## INSTRUÇÃO DADA
Prossiga o texto sobre o passeio de inverno pela cidade junto ao mar, a partir da última frase apresentada.

“Culpado”
As
nuvens que persistentes se interpõem entre mim, o sol e o mar, revelam-me da cidade
uma estranha e inédita face, quando apenas o eco dos meus passos lentos na
calçada vazia de outra gente, rima com o voo alucinante e os gritos estridentes
das gaivotas que por sobre mim dão um claro prenúncio de tempestade.
Há
cadeiras empilhadas que esperam o verão para se espreguiçarem nos passeios
fazendo nascer esplanadas à sombra dos chapéus por ora fechados; há um ar
fantasma nascido da regra de portas e janelas cerradas por densas cortinas e
persianas; há montras vazias onde os manequins despidos têm apenas a companhia
dos sobrescritos que o inverno fez acumular na alcatifa junto à porta…
Sigo
“abrigado” pelas gargalhadas inscritas nas lembranças dos dias de verão, esse
tempo em que as pipocas se faziam em casa e até trepavam para a cabeça do Paulo
que tinha posto gel no cabelo para irmos à sessão da meia-noite ao cinema do
casino, o local das cadeiras estufadas e confortáveis onde eu e o Manuel sempre
dormíamos o primeiro sono vencidos pelo cansaço dos dias passados a correr
saltando as ondas.
E
por todas estas lembranças, e sentido na face a agradável e despudorada brisa
com aromas de sal; estaria por certo a sorrir no instante em que um rapaz à
esquina de uma perfumaria me rompe o sossegado passeio pela tarde e me entrega
um papel acabado de borrifar com o conteúdo de um frasco que carrega na outra
mão.

## MATERIAL
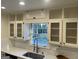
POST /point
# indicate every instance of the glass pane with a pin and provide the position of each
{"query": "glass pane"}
(71, 32)
(19, 30)
(11, 29)
(54, 32)
(39, 34)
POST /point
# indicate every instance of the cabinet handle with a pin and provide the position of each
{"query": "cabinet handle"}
(14, 37)
(60, 42)
(63, 43)
(23, 37)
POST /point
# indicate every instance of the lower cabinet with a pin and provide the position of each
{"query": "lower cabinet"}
(63, 32)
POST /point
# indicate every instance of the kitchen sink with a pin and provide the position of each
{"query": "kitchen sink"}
(33, 55)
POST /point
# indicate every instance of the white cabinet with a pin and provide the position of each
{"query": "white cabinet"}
(56, 32)
(70, 33)
(16, 27)
(64, 32)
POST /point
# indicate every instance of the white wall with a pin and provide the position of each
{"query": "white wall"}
(70, 53)
(4, 30)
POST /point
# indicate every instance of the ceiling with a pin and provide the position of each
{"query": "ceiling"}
(13, 5)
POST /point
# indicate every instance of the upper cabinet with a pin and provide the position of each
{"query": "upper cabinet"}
(36, 14)
(71, 12)
(55, 31)
(70, 33)
(55, 14)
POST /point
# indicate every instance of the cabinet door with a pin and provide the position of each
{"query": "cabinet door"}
(55, 32)
(70, 33)
(12, 32)
(19, 30)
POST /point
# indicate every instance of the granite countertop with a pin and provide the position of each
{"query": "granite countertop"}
(19, 52)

## RESPOSTA
-
O senhor tem cara de gostar de perfumes da “Gucci”. E o “Guilty” assenta-lhe
bem.
Resolvo
brincar:
-
Tenho assim uma cara tão marcada de “culpado”? Deve ser da barba…
-
Não, nem pense nisso, até foi dos poucos que parou. A maior parte das pessoas
pensa que eu estou aqui a pedir algo, e foge de mim.
Sorrio,
agora de forma consciente, cheiro o pedaço de papel, elogio o aroma que coloco
no bolso de fora junto à gola do casaco, agradeço-o ao rapaz e sigo depois o
trajecto até ao jornal e ao café que me indicaram no hotel.
A
uma mesa de canto e na companhia de um casal de idosos que está na ponta
exactamente oposta à minha na longa sala, leio as gordas do Expresso, o meu vício
de sábado, enquanto a pequenos tragos, bebo a bica que hoje traz o aroma do
café acompanhado pelo “Guilty” que se solta da lapela.
Não
demoro e regresso ao hotel porque o trabalho chama por mim.
As
ruas seguem vazias e até o rapaz da esquina dos perfumes está agora abrigado
entre as portas da sua loja.
A
vida é esta tarde em que caminho carregando os aromas e as palavras que o
destino fez com se cruzassem comigo, não só os aromas e as palavras que
busquei, mas também todos os que são benefício dos passos dados em liberdade ao
ritmo guloso do imprevisível a que nunca gosto de virar costas.
Sorrio.
Agora já não só pelas lembranças de ontem, mas muito pelo presente que
para além de ti, o meu amor presente em tudo e em tantas palavras de amor; tem infinitos
prazeres escondidos numa insuspeita tarde cinzenta e de tempestade algures no
mar.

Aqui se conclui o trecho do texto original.